Task requirements:
(1) Decide whether each statement below agrees with the ATI driver error thread: (a) the error appears with Catalyst 7.7 and higher, (b) the suggested workaround is to install Catalyst 7.8, and (c) the logged event carries Event ID 45062. Answer yes or no for each, and quote the words from the thread that decide it.
(2) Extend the ATI driver error thread from its final sentence.

* START Page text *

When a digital panel connected to the graphics card the Windows system log will show the error CRT invalid display type, the source is ati2mtag.  This occurs with Catalyst 7.7 and higher


Solution:
This error will not cause any issues to the system or performance.  If you do not want to see the error, the workaround is to install Catalyst 7.6.

ATI Engineering has been advised of this issue and is investigating. Any updates will be published when they become available.
"

Did y'all not read my ticket, or are y'all Liars, no performance problems,LOL

Other than the games freezing and rebooting is the only option!

If You ever fix this problem let me know something, I am currently looking for a new card, 

Thanks for the 4 month old $450+ shader model 2.0 peice os Shit!

Y'all should recall these peices of shit, x850 pe, to save what "little" respect y'all have left!

Nvidia owns ATI, probably forever, too!

Here's another pissed of customer, event viewer,

Event Type: Error
Event Source: ati2mtag
Event Category: CRT 
Event ID: 45062
Date: 8/13/2007
Time: 11:30:17 PM
User: N/A
Computer: 
Description:
CRT invalid display type
Data:
0000: 00 00 00 00 01 00 5a 00 ......Z.
0008: 2c 00 00 00 06 b0 00 c0 ,....°.À
0010: 00 00 00 00 00 00 00 00 ........
0018: 00 00 00 00 00 00 00 00 ........
0020: 00 00 00 00 00 00 00 00 ........

RECALL, and give me the a card that works, oh wait, Y'all dont have one!



my new support, ticket


----------



## jcreel63 (Sep 27, 2007)

Hey Dash, just wanted to let you know I rated ATI's responce post 737-29835, it's as follows.  "Correct the content, it does cause problems; and fix the error! I called this problem to your attn almost 3 mo's ago! It wasn't until I went to Tech PowerUp Form and linked it to my trouble report that you took me seriously. Why does it have to be 50,000 people having a problem before you look into it, 90% of people DO NOT REPORT problems because you don't listen when we do!  Quit focasing the software on the "new" cards. This is my 4th ATI card, the 2nd at $450 +, it will be the last if every time you update your software the only fix is to get a new card or use old software."  Just wanted to let you know if you would like to rate their responce, or make sure you link your ATI trouble ticket to this form for backup. Also I agree on the 2.0 shader model, the lowend 1550 Pro I got cheap $49.00 for an old computer has 3.0 and my $475 X850X PE is only 2.0. Sometimes you DON'T get what you paid for.

* END Page text *
* START Stored rows *

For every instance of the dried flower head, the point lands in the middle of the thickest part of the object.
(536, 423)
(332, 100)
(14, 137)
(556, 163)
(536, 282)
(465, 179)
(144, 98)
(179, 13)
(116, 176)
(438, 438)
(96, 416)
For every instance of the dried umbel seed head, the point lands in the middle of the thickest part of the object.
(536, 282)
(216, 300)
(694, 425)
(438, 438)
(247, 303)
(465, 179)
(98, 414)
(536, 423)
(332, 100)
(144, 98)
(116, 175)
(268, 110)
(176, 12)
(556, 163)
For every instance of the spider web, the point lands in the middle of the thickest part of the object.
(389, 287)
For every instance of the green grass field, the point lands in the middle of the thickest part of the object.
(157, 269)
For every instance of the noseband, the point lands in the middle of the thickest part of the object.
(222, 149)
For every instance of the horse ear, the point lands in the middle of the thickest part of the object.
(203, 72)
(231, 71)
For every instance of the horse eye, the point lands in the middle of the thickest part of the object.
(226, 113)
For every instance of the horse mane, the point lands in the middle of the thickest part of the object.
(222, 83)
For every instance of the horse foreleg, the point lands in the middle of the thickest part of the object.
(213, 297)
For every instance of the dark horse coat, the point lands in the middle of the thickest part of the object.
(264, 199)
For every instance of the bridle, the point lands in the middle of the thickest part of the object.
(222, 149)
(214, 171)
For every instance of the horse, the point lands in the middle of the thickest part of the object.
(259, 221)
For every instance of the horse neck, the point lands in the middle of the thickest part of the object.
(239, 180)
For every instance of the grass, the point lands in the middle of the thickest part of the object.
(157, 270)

* END Stored rows *

Response list:
(1)
(a) Yes: "This occurs with Catalyst 7.7 and higher"
(b) No: "the workaround is to install Catalyst 7.6."
(c) Yes: "Event ID: 45062"

(2)
----------



## jcreel63 (Jan 22, 2008)

*CRT- Invalid display*

Still a problem in Version 8 of catalyst, it's now over ONE YEAR that this has gone one and no resolution! How long would you keep your employees if they could not correct a problem in over a year!


----------



## Widjaja (Jan 22, 2008)

nVidia give thier employees better salaries therefore are getting all programmers which didn't drop out?

AMD/ATi trying to make you fed up of waiting for a working driver and just buy one of thier latest cards?

I don't know but I'm pretty sure your'e not the only one with this issue.
I guess most people give up and go to console, or upgrade thier GPU.

I haven't tried out my card with the latest drivers yet.

If it's been this long I wouldn't hang on in there personally.
You can always buy an nVidia 7900GS AGP if you can afford it.
But still if you are loyal to AMD/ATi for some reason by all means get a X1950pro AGP for your system.

I think there is a 3850 out for AGP as well.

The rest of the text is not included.